** Opening Input for this task block **
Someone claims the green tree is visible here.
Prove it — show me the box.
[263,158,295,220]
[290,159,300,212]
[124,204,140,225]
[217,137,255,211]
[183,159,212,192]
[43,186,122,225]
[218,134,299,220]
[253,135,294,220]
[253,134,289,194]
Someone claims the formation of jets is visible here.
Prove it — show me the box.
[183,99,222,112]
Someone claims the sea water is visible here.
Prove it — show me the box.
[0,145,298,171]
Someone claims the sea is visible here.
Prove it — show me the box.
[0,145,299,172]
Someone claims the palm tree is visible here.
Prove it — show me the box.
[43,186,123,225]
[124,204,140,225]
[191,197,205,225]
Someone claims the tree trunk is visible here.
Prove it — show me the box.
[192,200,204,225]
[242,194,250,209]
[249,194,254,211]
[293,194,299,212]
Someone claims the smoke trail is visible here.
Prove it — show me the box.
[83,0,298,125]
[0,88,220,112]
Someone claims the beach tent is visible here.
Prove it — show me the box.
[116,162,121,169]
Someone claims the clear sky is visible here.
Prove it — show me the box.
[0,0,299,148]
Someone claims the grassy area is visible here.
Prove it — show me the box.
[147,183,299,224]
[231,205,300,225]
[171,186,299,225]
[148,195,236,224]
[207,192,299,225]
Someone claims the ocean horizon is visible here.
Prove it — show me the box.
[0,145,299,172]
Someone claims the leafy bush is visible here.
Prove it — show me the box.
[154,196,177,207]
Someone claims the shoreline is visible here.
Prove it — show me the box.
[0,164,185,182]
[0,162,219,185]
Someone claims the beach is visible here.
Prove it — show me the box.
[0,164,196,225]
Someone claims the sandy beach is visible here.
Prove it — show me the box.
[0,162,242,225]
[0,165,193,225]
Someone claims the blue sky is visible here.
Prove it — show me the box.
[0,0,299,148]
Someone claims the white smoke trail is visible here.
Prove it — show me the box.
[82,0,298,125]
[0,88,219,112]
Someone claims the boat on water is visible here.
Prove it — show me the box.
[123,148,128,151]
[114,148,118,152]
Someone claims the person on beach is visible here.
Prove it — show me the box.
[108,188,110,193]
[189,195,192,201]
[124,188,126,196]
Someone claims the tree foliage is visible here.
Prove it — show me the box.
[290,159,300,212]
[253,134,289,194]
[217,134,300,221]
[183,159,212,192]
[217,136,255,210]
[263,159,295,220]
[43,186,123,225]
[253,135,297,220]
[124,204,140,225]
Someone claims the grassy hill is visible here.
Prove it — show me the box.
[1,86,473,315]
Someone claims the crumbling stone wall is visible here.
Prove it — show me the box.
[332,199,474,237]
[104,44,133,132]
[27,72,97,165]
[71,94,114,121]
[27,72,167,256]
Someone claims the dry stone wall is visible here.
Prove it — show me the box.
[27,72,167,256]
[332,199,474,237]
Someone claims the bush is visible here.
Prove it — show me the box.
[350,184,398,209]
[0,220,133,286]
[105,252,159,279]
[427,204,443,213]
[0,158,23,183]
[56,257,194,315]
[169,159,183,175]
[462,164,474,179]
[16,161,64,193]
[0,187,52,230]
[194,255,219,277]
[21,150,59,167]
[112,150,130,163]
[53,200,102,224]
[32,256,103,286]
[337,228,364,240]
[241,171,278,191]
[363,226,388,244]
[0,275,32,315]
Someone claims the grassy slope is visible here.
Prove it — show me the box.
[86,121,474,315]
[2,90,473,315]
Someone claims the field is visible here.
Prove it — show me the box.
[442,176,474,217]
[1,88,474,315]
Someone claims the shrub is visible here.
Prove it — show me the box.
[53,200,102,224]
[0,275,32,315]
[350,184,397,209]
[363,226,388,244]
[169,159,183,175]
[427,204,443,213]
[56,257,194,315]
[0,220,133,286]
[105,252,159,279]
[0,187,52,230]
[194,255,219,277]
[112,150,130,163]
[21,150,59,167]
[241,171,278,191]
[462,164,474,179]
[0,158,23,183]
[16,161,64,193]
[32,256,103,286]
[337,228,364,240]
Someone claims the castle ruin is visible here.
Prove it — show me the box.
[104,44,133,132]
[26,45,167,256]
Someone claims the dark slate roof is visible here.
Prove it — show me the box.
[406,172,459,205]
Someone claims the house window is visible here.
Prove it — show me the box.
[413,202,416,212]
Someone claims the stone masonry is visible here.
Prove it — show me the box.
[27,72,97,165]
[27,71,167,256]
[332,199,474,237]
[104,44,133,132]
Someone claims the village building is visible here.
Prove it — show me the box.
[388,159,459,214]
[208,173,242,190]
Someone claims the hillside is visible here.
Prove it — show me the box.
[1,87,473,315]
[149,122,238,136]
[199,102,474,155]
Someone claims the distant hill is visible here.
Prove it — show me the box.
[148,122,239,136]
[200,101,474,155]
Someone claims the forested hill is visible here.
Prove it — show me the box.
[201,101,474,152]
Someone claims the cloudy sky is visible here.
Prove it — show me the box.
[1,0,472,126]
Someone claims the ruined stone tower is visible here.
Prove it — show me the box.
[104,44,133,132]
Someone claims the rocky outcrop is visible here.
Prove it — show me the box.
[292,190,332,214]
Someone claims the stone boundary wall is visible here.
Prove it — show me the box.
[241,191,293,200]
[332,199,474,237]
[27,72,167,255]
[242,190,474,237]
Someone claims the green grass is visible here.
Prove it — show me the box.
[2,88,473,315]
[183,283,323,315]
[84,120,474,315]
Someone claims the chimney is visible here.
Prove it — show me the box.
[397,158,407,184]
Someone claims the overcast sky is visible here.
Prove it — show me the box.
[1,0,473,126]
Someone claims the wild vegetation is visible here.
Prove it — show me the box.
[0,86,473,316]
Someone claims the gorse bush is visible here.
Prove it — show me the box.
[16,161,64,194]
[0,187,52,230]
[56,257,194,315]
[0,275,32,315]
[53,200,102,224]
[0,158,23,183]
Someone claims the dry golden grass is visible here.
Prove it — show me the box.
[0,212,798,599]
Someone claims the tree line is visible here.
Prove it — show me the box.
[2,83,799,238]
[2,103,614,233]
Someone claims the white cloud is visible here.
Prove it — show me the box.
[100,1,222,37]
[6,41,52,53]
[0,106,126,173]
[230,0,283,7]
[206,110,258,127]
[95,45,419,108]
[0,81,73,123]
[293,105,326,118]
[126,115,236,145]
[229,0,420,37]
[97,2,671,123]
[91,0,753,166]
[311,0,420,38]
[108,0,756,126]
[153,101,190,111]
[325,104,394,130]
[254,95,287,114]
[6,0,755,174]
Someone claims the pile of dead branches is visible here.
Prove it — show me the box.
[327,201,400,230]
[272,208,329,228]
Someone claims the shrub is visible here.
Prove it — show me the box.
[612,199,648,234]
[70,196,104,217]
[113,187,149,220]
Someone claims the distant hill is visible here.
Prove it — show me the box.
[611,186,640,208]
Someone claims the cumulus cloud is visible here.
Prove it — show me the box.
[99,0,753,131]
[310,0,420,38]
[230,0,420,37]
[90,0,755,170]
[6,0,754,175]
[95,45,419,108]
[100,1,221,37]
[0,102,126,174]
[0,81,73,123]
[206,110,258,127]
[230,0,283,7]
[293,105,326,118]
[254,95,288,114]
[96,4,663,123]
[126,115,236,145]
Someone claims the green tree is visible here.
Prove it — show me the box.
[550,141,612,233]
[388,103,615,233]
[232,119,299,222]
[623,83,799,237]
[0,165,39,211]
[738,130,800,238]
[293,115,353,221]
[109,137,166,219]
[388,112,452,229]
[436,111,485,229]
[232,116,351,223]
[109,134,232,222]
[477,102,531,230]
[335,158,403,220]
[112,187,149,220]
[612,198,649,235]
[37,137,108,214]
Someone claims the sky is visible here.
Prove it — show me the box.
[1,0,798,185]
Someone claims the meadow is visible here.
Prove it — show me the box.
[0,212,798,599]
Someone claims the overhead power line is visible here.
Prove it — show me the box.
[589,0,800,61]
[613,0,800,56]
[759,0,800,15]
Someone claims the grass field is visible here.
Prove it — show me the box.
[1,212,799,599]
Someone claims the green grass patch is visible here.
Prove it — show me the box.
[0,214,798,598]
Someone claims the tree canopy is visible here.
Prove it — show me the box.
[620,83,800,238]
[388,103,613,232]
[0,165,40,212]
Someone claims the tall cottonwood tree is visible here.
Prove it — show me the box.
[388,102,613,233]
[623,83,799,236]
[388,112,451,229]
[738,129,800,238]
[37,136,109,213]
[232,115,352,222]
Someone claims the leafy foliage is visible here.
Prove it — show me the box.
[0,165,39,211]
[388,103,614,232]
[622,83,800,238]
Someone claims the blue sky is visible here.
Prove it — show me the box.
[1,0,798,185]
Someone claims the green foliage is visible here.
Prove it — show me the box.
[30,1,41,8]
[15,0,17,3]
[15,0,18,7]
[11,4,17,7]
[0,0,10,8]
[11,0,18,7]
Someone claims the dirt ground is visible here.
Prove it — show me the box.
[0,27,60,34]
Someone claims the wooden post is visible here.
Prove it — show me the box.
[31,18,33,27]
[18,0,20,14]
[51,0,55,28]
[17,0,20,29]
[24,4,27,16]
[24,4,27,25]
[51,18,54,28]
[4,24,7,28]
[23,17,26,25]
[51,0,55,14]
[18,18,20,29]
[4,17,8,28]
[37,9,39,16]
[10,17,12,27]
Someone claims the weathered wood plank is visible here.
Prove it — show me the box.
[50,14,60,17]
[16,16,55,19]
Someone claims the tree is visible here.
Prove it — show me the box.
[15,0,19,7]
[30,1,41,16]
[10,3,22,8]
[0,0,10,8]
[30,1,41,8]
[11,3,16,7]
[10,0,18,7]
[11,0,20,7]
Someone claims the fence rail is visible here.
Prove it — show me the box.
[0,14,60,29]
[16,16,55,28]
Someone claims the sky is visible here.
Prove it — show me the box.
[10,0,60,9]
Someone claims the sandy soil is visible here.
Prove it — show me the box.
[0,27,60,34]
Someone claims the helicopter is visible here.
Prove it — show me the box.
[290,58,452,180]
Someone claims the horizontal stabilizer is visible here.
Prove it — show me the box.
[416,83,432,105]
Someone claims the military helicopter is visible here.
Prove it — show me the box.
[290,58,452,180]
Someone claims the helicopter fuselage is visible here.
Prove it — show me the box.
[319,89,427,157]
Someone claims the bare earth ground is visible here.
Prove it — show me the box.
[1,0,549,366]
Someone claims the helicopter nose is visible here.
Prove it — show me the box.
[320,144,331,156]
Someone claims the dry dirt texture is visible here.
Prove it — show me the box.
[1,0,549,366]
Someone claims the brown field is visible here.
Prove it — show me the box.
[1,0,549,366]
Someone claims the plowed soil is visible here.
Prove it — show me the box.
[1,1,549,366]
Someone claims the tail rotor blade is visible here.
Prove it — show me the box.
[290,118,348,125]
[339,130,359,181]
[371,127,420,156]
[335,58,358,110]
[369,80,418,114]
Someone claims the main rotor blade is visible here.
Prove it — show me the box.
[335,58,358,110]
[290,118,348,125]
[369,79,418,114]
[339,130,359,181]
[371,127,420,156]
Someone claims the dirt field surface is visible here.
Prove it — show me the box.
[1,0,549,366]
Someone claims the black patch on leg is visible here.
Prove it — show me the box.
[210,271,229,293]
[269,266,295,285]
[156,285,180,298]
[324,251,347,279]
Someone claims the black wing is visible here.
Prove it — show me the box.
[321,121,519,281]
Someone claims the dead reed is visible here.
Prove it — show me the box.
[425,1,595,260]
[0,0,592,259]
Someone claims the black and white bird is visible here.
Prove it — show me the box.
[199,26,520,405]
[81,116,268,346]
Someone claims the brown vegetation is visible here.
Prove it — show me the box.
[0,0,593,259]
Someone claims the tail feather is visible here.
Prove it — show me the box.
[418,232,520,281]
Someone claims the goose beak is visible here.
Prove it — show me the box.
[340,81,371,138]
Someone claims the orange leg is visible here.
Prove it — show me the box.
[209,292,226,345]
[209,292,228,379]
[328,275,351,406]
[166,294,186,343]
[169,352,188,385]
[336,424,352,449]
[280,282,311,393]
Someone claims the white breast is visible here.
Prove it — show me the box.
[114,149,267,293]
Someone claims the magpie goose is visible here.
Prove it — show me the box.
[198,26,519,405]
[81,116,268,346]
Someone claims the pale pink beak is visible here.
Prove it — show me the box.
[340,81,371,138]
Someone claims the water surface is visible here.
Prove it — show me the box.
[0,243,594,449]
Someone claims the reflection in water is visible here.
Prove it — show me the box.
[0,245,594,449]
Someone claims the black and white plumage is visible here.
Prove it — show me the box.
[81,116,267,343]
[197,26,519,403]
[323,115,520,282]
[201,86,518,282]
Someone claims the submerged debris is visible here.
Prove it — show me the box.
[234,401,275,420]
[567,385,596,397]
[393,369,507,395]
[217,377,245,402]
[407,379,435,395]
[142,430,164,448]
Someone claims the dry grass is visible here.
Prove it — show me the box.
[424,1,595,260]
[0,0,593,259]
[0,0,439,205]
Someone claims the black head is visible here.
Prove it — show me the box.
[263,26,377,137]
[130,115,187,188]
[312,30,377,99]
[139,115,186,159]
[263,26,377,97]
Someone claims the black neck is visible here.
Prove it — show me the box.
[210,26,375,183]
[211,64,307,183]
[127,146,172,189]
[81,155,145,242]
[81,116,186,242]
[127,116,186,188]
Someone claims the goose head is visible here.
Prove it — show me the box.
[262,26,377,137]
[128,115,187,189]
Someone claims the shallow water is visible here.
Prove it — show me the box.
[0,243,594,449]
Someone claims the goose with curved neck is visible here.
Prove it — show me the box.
** Closing Input for this task block **
# Problem to solve
Above are the records. Copy the lines beginning at the one that has "Someone claims the person" and ending with the one that has "Someone claims the tree foliage", unchanged.

# Problem solution
Someone claims the person on beach is visible here.
Prove it — show me the box.
[108,188,110,193]
[189,195,192,201]
[124,188,126,196]
Someone claims the tree foliage is visible here.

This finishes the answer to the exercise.